+++ Input data

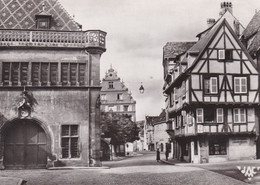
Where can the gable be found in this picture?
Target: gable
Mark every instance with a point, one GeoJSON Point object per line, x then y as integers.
{"type": "Point", "coordinates": [223, 38]}
{"type": "Point", "coordinates": [20, 14]}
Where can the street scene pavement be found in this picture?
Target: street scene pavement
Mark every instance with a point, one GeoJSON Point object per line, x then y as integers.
{"type": "Point", "coordinates": [139, 169]}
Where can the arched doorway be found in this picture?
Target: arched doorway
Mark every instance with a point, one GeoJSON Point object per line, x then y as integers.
{"type": "Point", "coordinates": [105, 151]}
{"type": "Point", "coordinates": [25, 145]}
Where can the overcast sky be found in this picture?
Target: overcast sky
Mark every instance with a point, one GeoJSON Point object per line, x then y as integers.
{"type": "Point", "coordinates": [137, 30]}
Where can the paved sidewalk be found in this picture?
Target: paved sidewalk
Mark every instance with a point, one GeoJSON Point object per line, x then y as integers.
{"type": "Point", "coordinates": [245, 170]}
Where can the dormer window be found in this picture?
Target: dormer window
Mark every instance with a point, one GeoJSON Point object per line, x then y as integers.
{"type": "Point", "coordinates": [43, 24]}
{"type": "Point", "coordinates": [225, 54]}
{"type": "Point", "coordinates": [43, 19]}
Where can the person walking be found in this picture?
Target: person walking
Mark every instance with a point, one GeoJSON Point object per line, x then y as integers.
{"type": "Point", "coordinates": [158, 155]}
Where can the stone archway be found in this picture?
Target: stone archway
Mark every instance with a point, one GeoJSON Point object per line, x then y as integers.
{"type": "Point", "coordinates": [26, 144]}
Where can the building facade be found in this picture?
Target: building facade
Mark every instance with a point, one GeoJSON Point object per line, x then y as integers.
{"type": "Point", "coordinates": [50, 86]}
{"type": "Point", "coordinates": [213, 96]}
{"type": "Point", "coordinates": [115, 96]}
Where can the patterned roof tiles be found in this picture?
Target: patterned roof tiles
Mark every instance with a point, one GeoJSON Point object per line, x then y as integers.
{"type": "Point", "coordinates": [20, 14]}
{"type": "Point", "coordinates": [172, 49]}
{"type": "Point", "coordinates": [253, 26]}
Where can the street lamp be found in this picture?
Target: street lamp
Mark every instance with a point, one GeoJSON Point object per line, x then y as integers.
{"type": "Point", "coordinates": [141, 89]}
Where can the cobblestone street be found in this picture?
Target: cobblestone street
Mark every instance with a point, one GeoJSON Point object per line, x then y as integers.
{"type": "Point", "coordinates": [142, 169]}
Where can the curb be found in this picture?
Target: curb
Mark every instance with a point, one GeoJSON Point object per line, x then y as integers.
{"type": "Point", "coordinates": [167, 162]}
{"type": "Point", "coordinates": [78, 168]}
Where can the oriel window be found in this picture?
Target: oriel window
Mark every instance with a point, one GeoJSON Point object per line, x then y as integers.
{"type": "Point", "coordinates": [210, 85]}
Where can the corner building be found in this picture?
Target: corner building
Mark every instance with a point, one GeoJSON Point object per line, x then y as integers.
{"type": "Point", "coordinates": [50, 86]}
{"type": "Point", "coordinates": [213, 95]}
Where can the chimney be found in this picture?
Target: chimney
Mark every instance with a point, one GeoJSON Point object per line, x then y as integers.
{"type": "Point", "coordinates": [210, 22]}
{"type": "Point", "coordinates": [225, 6]}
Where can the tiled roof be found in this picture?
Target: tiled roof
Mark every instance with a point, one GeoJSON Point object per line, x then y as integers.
{"type": "Point", "coordinates": [20, 14]}
{"type": "Point", "coordinates": [199, 46]}
{"type": "Point", "coordinates": [253, 26]}
{"type": "Point", "coordinates": [172, 49]}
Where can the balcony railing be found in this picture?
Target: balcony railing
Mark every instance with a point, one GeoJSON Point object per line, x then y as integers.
{"type": "Point", "coordinates": [48, 38]}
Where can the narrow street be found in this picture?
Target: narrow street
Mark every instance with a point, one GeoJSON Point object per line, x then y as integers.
{"type": "Point", "coordinates": [141, 169]}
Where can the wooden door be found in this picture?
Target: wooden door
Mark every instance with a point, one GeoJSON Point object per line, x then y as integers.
{"type": "Point", "coordinates": [25, 146]}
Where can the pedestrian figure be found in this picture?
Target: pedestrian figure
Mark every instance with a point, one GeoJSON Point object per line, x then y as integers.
{"type": "Point", "coordinates": [166, 155]}
{"type": "Point", "coordinates": [158, 155]}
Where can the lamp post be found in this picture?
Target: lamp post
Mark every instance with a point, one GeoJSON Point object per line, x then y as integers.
{"type": "Point", "coordinates": [141, 89]}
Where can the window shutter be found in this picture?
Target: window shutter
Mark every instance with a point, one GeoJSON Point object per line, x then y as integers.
{"type": "Point", "coordinates": [221, 54]}
{"type": "Point", "coordinates": [44, 73]}
{"type": "Point", "coordinates": [24, 73]}
{"type": "Point", "coordinates": [6, 73]}
{"type": "Point", "coordinates": [15, 73]}
{"type": "Point", "coordinates": [64, 74]}
{"type": "Point", "coordinates": [35, 73]}
{"type": "Point", "coordinates": [73, 74]}
{"type": "Point", "coordinates": [214, 85]}
{"type": "Point", "coordinates": [53, 73]}
{"type": "Point", "coordinates": [82, 68]}
{"type": "Point", "coordinates": [220, 115]}
{"type": "Point", "coordinates": [243, 85]}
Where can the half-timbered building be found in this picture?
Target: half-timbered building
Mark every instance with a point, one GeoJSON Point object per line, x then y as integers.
{"type": "Point", "coordinates": [213, 98]}
{"type": "Point", "coordinates": [50, 86]}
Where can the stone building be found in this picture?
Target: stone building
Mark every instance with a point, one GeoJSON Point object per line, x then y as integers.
{"type": "Point", "coordinates": [156, 132]}
{"type": "Point", "coordinates": [213, 94]}
{"type": "Point", "coordinates": [50, 86]}
{"type": "Point", "coordinates": [115, 96]}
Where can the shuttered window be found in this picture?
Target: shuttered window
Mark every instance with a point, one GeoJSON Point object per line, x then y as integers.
{"type": "Point", "coordinates": [44, 73]}
{"type": "Point", "coordinates": [24, 73]}
{"type": "Point", "coordinates": [6, 73]}
{"type": "Point", "coordinates": [35, 73]}
{"type": "Point", "coordinates": [54, 73]}
{"type": "Point", "coordinates": [15, 73]}
{"type": "Point", "coordinates": [73, 74]}
{"type": "Point", "coordinates": [69, 141]}
{"type": "Point", "coordinates": [64, 73]}
{"type": "Point", "coordinates": [240, 84]}
{"type": "Point", "coordinates": [82, 69]}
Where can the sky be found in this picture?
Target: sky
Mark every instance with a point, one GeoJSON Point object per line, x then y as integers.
{"type": "Point", "coordinates": [137, 30]}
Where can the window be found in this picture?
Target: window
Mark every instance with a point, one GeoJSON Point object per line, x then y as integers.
{"type": "Point", "coordinates": [228, 54]}
{"type": "Point", "coordinates": [35, 73]}
{"type": "Point", "coordinates": [15, 73]}
{"type": "Point", "coordinates": [69, 141]}
{"type": "Point", "coordinates": [199, 115]}
{"type": "Point", "coordinates": [209, 115]}
{"type": "Point", "coordinates": [54, 73]}
{"type": "Point", "coordinates": [73, 74]}
{"type": "Point", "coordinates": [103, 97]}
{"type": "Point", "coordinates": [43, 22]}
{"type": "Point", "coordinates": [221, 54]}
{"type": "Point", "coordinates": [82, 69]}
{"type": "Point", "coordinates": [239, 115]}
{"type": "Point", "coordinates": [6, 73]}
{"type": "Point", "coordinates": [126, 108]}
{"type": "Point", "coordinates": [220, 115]}
{"type": "Point", "coordinates": [44, 73]}
{"type": "Point", "coordinates": [24, 73]}
{"type": "Point", "coordinates": [64, 73]}
{"type": "Point", "coordinates": [225, 55]}
{"type": "Point", "coordinates": [217, 146]}
{"type": "Point", "coordinates": [120, 96]}
{"type": "Point", "coordinates": [240, 84]}
{"type": "Point", "coordinates": [110, 85]}
{"type": "Point", "coordinates": [211, 85]}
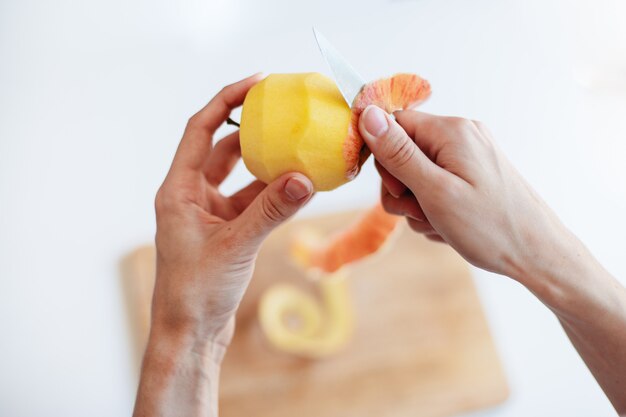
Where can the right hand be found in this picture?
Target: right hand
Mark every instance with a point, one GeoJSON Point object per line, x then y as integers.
{"type": "Point", "coordinates": [453, 184]}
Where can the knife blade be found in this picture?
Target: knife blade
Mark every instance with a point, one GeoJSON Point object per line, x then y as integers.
{"type": "Point", "coordinates": [348, 80]}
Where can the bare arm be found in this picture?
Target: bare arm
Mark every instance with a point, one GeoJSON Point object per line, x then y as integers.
{"type": "Point", "coordinates": [447, 176]}
{"type": "Point", "coordinates": [206, 247]}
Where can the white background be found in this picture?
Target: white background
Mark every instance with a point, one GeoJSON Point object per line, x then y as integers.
{"type": "Point", "coordinates": [94, 97]}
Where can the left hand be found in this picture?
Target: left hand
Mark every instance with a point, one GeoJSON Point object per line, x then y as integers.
{"type": "Point", "coordinates": [206, 242]}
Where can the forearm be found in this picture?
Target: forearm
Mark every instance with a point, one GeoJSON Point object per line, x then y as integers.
{"type": "Point", "coordinates": [179, 376]}
{"type": "Point", "coordinates": [591, 306]}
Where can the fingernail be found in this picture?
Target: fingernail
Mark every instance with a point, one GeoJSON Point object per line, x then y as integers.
{"type": "Point", "coordinates": [375, 121]}
{"type": "Point", "coordinates": [297, 188]}
{"type": "Point", "coordinates": [410, 216]}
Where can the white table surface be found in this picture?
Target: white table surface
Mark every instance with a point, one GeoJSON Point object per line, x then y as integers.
{"type": "Point", "coordinates": [94, 97]}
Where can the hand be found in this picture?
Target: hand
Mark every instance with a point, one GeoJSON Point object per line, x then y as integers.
{"type": "Point", "coordinates": [454, 185]}
{"type": "Point", "coordinates": [207, 242]}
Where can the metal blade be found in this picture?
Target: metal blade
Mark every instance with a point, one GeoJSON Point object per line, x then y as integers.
{"type": "Point", "coordinates": [348, 80]}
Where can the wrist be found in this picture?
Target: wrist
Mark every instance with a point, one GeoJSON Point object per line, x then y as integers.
{"type": "Point", "coordinates": [167, 341]}
{"type": "Point", "coordinates": [566, 277]}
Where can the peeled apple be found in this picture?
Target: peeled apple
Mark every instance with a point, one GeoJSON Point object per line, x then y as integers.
{"type": "Point", "coordinates": [300, 122]}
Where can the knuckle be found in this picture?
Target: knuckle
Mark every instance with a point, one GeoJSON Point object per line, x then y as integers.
{"type": "Point", "coordinates": [193, 122]}
{"type": "Point", "coordinates": [164, 201]}
{"type": "Point", "coordinates": [399, 150]}
{"type": "Point", "coordinates": [459, 123]}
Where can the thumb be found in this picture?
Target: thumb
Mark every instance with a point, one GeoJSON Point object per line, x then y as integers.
{"type": "Point", "coordinates": [276, 203]}
{"type": "Point", "coordinates": [392, 147]}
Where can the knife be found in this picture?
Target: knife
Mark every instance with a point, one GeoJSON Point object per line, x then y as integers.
{"type": "Point", "coordinates": [348, 80]}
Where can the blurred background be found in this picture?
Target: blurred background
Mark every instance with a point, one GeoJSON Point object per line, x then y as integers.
{"type": "Point", "coordinates": [94, 96]}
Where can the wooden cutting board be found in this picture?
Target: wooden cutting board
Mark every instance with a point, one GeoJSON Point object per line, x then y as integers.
{"type": "Point", "coordinates": [421, 345]}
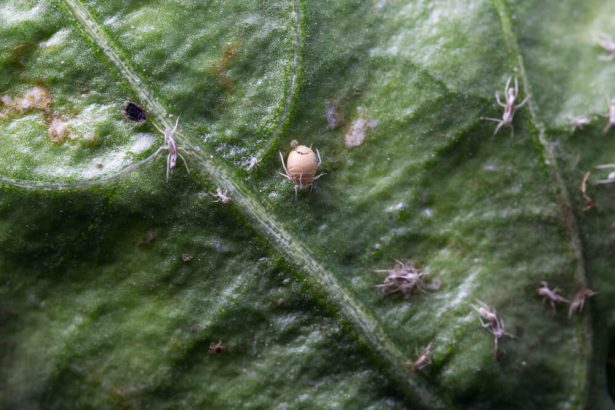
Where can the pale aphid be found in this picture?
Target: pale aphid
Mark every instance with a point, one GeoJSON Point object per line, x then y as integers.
{"type": "Point", "coordinates": [510, 94]}
{"type": "Point", "coordinates": [301, 166]}
{"type": "Point", "coordinates": [578, 302]}
{"type": "Point", "coordinates": [579, 121]}
{"type": "Point", "coordinates": [550, 294]}
{"type": "Point", "coordinates": [491, 322]}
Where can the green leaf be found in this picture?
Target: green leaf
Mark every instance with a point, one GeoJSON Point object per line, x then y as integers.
{"type": "Point", "coordinates": [115, 283]}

++++++

## Work required
Repeat exactly the lines from the one containing "Where can the knife be found in this picture?" to the last line of the records above, including both, and leave out any pictures.

## Solution to this task
Where can the knife be found in this picture?
Target: knife
Mark every instance with a point, one GeoJSON Point object per line, x then y as integers.
{"type": "Point", "coordinates": [348, 80]}
Where can the blurred background be found in this picture?
Target: blurred background
Mark every instance with a point, one GeoJSON Point object per line, x then y as integers.
{"type": "Point", "coordinates": [94, 96]}
Where can the wooden cutting board be found in this picture?
Target: wooden cutting board
Mark every instance with a point, one GeoJSON Point object per line, x then y as integers.
{"type": "Point", "coordinates": [421, 345]}
Where can the pale aphid be found in this picture?
Target: pale aphid
Mark every instance with a point, one GeoJSON Point object per line, x then y as integers.
{"type": "Point", "coordinates": [510, 94]}
{"type": "Point", "coordinates": [301, 166]}
{"type": "Point", "coordinates": [578, 302]}
{"type": "Point", "coordinates": [579, 121]}
{"type": "Point", "coordinates": [550, 294]}
{"type": "Point", "coordinates": [491, 322]}
Where can the green leaf be found in this picture?
Target: green leaf
Mark every instance with a point, one GeoJSON Point object per line, x then y as integers.
{"type": "Point", "coordinates": [115, 283]}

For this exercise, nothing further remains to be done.